***** Text excerpt *****

The Darién, once barely known around the world, has drawn so much attention that it may soon become a reality television show, with a team of 24 adventurers planning a Jeep expedition through the jungle. The producers say they hope to get “as many as 40 million eyeballs a month through TikTok alone.”
To the alarm of the Biden administration, the number of Venezuelans crossing the Darién took off last year as photographs and videos raced across TikTok, Instagram and Facebook showing Venezuelans who had made it into the United States.
Since then, the Darién social media universe has only exploded. On TikTok, a cheery and almost heartwarming Darién video montage featuring waving migrants and a leap into an emerald-colored river has almost 13 million views. A Facebook user with nearly 500,000 followers, named El Chamo (“the young guy” in Venezuelan Spanish), posted videos from the Darién, and then a follow-up called “My first job in the United States.”
Many migrant content creators say they are acting as citizen journalists and educators, helping others to understand what the route demands and to make informed decisions about whether to risk it.
In the miniseries about his journey to the United States, Monterrosa passes the body of a man who looks near death and considers the terrible question, faced by nearly every migrant on the route, of whether to stop and aid a person who cannot go on.
“Is it inhuman not to help?” he asks.
He has been told by others that he inspired them to go north. But Monterrosa does not see himself as incentivizing large-scale migration.
He says much bigger factors are to blame for that — such as the crises in migrants’ home countries, the demand for cheap labor in the United States, immigration policies that force people onto illegal routes, and the social media platforms that benefit from the onslaught of new content.
Migrants who narrate and share their own journeys “are just a few more survivors” in a world that offers them few other options, he added.
Facebook and TikTok are also flooded with the faces of people who have disappeared or died in the Darién, often accompanied by desperate pleas from family members asking for any information about their loved ones.
“It’s been 34 days without any news from them,” says one post on Facebook, above the photographs of two boys from Ecuador.
Another, with an image of a diapered toddler, includes a plea for the child’s name and relatives because her mother “drowned in a swamp.”

***** Available data *****

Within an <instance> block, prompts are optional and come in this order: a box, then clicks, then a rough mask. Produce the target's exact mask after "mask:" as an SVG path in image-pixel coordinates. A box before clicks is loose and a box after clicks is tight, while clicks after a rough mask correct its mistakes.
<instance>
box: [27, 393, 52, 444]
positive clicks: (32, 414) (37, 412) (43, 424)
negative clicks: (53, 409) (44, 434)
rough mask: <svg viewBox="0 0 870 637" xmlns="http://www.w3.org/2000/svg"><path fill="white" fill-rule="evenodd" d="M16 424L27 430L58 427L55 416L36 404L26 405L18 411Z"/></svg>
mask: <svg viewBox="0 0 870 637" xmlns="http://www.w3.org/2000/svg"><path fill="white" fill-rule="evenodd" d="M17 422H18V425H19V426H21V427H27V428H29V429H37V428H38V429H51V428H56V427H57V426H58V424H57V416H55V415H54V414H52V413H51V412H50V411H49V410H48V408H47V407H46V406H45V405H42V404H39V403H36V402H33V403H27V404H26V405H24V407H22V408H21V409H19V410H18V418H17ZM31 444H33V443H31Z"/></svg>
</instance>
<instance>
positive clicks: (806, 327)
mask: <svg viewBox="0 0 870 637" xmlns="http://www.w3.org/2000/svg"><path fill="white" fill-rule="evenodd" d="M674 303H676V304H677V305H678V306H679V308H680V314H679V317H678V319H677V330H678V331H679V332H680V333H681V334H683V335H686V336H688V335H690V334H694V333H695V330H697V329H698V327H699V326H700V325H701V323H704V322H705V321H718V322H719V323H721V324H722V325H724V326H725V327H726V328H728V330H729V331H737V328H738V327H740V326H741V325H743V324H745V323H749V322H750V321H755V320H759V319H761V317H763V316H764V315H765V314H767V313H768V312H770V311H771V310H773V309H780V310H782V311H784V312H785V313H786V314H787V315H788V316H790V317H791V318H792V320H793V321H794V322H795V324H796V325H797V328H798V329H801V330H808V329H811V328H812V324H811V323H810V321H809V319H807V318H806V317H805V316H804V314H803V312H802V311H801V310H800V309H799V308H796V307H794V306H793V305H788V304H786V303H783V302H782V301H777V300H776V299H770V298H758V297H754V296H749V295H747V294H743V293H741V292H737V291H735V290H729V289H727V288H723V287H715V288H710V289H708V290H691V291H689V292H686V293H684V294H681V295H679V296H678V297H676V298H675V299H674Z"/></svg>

*****

### Brief A
In the Darién text, give the passage starting at "In the miniseries" and ending at "cannot go on.", switching "miniseries" to "video series".
### Brief B
Write out the segmentation mask data listing, starting at its first line and ending at the line that contains "rough mask: <svg".

### Expected answer A
In the video series about his journey to the United States, Monterrosa passes the body of a man who looks near death and considers the terrible question, faced by nearly every migrant on the route, of whether to stop and aid a person who cannot go on.

### Expected answer B
Within an <instance> block, prompts are optional and come in this order: a box, then clicks, then a rough mask. Produce the target's exact mask after "mask:" as an SVG path in image-pixel coordinates. A box before clicks is loose and a box after clicks is tight, while clicks after a rough mask correct its mistakes.
<instance>
box: [27, 393, 52, 444]
positive clicks: (32, 414) (37, 412) (43, 424)
negative clicks: (53, 409) (44, 434)
rough mask: <svg viewBox="0 0 870 637" xmlns="http://www.w3.org/2000/svg"><path fill="white" fill-rule="evenodd" d="M16 424L27 430L58 427L55 416L36 404L26 405L18 411Z"/></svg>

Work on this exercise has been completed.